What you will do → Write out the whole listing word for word.

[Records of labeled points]
------------------------------------------------------------------------

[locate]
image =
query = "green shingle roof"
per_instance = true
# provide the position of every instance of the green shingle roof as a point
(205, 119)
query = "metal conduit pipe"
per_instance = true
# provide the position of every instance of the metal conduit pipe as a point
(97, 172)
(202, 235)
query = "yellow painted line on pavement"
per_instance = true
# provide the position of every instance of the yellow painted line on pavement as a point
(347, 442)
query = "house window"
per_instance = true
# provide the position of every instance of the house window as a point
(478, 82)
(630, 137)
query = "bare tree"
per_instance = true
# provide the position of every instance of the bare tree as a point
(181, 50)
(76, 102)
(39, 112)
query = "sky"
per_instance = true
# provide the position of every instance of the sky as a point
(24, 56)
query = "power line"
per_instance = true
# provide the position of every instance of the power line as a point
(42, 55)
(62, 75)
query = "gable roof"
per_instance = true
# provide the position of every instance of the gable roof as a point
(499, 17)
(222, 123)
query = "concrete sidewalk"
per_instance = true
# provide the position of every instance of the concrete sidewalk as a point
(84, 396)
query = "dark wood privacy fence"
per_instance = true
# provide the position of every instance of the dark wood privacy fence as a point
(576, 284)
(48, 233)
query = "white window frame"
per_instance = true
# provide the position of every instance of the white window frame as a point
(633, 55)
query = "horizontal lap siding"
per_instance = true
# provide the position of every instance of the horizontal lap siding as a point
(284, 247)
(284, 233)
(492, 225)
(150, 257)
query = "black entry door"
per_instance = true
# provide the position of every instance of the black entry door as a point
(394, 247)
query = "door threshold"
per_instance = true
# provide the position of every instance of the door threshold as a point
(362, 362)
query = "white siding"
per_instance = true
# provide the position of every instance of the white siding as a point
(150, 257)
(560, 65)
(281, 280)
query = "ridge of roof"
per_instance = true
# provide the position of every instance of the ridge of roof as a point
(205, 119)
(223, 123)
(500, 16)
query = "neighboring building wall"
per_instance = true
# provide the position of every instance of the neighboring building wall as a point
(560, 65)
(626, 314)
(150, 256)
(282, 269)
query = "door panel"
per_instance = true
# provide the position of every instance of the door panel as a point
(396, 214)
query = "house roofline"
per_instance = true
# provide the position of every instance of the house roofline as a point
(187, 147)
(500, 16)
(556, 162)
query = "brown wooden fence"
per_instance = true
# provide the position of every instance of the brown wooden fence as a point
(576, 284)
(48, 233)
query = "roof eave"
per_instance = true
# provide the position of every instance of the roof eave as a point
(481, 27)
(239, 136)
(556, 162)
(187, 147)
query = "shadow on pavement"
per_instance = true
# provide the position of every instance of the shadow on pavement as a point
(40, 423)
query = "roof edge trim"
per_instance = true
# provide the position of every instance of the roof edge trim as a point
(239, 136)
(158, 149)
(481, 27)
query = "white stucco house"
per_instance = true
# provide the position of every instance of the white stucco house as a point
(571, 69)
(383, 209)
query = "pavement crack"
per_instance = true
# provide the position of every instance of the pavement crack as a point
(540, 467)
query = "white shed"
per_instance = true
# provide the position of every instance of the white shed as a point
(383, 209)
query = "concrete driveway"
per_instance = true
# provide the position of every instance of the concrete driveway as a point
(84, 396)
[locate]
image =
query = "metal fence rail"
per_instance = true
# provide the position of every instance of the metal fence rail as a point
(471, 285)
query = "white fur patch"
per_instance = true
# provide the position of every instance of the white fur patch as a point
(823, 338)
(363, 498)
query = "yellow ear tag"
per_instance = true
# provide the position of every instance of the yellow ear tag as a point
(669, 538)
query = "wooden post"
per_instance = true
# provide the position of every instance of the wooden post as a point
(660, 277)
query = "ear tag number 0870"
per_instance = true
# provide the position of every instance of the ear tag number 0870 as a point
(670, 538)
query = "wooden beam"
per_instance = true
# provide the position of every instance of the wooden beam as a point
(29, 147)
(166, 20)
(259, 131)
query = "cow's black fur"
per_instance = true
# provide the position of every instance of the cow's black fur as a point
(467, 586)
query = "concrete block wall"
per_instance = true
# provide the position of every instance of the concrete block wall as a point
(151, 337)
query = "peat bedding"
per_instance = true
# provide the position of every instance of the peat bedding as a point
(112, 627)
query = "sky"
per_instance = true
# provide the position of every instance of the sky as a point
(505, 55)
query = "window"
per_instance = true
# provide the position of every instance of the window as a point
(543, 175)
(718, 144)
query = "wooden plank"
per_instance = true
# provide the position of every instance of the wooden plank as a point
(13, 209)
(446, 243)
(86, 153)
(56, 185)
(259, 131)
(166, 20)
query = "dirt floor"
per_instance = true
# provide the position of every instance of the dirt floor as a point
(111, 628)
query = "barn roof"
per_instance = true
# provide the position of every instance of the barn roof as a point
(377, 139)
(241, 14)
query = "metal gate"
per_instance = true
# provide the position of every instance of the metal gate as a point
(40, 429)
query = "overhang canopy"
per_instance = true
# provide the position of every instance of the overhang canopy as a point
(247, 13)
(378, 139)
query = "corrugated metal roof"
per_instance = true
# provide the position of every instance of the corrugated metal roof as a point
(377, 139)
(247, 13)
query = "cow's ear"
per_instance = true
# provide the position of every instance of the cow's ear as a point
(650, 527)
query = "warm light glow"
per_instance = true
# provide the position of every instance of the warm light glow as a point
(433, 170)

------------------------------------------------------------------------

The response →
[locate]
image =
query = "green shingle roof"
per_instance = true
# provide the position of every instance of the green shingle roof as a point
(205, 119)
query = "metal conduit pipe"
per_instance = true
# provide the position of every instance of the metal conduit pipe as a point
(97, 172)
(202, 235)
query = "yellow painted line on pavement"
per_instance = true
# provide the position of every instance of the yellow painted line on pavement as a point
(347, 442)
query = "house window"
per_instance = true
# provide the position of every instance of the house window as a point
(478, 82)
(630, 137)
query = "bare tree"
per_instance = true
# provide the position of every instance of the bare tree as a point
(181, 50)
(76, 102)
(39, 112)
query = "sky"
per_instance = true
# provide the position of every instance of the sky as a point
(24, 56)
query = "power line"
per_instance = true
# provide the position of every instance of the power line as a point
(42, 55)
(62, 75)
query = "gable roof"
per_instance = true
# provide the position of every instance of the gable roof as a point
(499, 17)
(222, 123)
query = "concrete sidewalk"
per_instance = true
# provide the position of every instance of the concrete sidewalk as a point
(84, 396)
query = "dark wood privacy fence"
per_instance = true
# provide the position of every instance of the dark wood privacy fence as a point
(576, 284)
(48, 233)
query = "white window frame"
per_instance = true
# provide the position of every instance of the white window frame as a point
(633, 55)
query = "horizontal lap siding"
per_instance = true
# provide the position of every instance of the horizontal lap siding as a point
(284, 247)
(284, 233)
(492, 225)
(150, 257)
query = "black entry door"
per_instance = true
# provide the position of every instance of the black entry door as a point
(394, 247)
query = "door threshold"
per_instance = true
# provide the position of every instance of the door threshold as a point
(362, 362)
query = "white siding"
per_instance = true
# provide the position of every instance of the white siding as a point
(150, 257)
(560, 65)
(281, 280)
query = "ridge of roof"
per_instance = true
# provide the position of every instance of the ridge of roof as a point
(205, 119)
(223, 123)
(500, 16)
query = "neighboring building wall"
per_instance = true
# provide the position of every instance of the neighboring building wall as a point
(560, 65)
(626, 314)
(150, 256)
(282, 269)
query = "door panel"
per_instance = true
# provide the position of every instance of the door panel as a point
(396, 214)
query = "house roofline"
per_instance = true
# provide the position of every instance of the house roofline as a point
(187, 147)
(500, 16)
(556, 162)
query = "brown wooden fence"
per_instance = true
# provide the position of every instance of the brown wooden fence as a point
(576, 284)
(48, 233)
query = "roof eave"
per_instance = true
# provide the position of every instance of the roof eave as a point
(481, 27)
(239, 136)
(556, 162)
(187, 147)
query = "shadow on pavement"
per_instance = true
# provide the position of every instance of the shadow on pavement as a point
(40, 423)
query = "roof edge trim"
per_instance = true
# provide the position of every instance of the roof edge trim as a point
(239, 136)
(158, 149)
(481, 27)
query = "white stucco house"
per_instance = true
# provide the position of every instance of the white stucco house as a point
(571, 69)
(383, 209)
query = "pavement crack"
per_instance = true
# provide the position of every instance of the pavement crack as a point
(540, 467)
query = "white shed"
per_instance = true
# provide the position of every instance of the white shed as a point
(383, 209)
query = "concrete driveway"
per_instance = true
# provide the position of every instance of the concrete driveway as a point
(84, 396)
[locate]
image =
query = "metal fence rail"
per_instance = true
# provide the position of every instance of the metal fence rail as a point
(471, 285)
query = "white fur patch"
per_instance = true
# provide the position of every instance of the white fur patch as a point
(823, 338)
(363, 498)
query = "yellow ear tag"
per_instance = true
# provide the position of every instance of the yellow ear tag as a point
(669, 538)
query = "wooden post"
per_instance = true
# provide the position of every instance of the wooden post as a point
(660, 277)
query = "ear tag number 0870"
per_instance = true
# provide the position of every instance of the ear tag number 0870 as a point
(670, 538)
query = "wooden beam"
per_instance = true
# provide the position of every instance of the wooden beam as a point
(29, 147)
(166, 20)
(259, 131)
query = "cow's black fur"
per_instance = true
# provide the position of every instance of the cow's black fur as a point
(467, 586)
query = "concrete block wall"
per_instance = true
# provide the position of every instance of the concrete block wall as a point
(151, 337)
query = "peat bedding"
per_instance = true
# provide the position of every instance of the peat bedding as a point
(112, 627)
query = "sky"
per_instance = true
# provide the position of every instance of the sky as a point
(505, 55)
query = "window"
per_instance = true
# provide the position of every instance of the window as a point
(543, 175)
(718, 144)
query = "wooden plank"
per_instance = true
# provide the position of every instance of the wooden plank as a point
(13, 209)
(446, 243)
(86, 153)
(56, 185)
(259, 131)
(166, 20)
query = "dirt floor"
per_instance = true
# provide the position of every instance of the dirt floor as a point
(111, 628)
query = "barn roof"
per_instance = true
# provide the position of every instance of the barn roof as a point
(377, 139)
(241, 14)
query = "metal gate"
per_instance = true
# provide the position of every instance of the metal gate as a point
(40, 429)
query = "overhang canopy"
per_instance = true
# provide the position of every instance of the overhang canopy as a point
(247, 13)
(378, 139)
query = "corrugated metal roof"
per_instance = true
# provide the position of every instance of the corrugated metal roof as a point
(377, 139)
(247, 13)
query = "cow's ear"
per_instance = true
# provide the position of every instance of the cow's ear as a point
(650, 527)
query = "warm light glow"
per_instance = true
# provide the position of every instance of the warm light glow as a point
(433, 170)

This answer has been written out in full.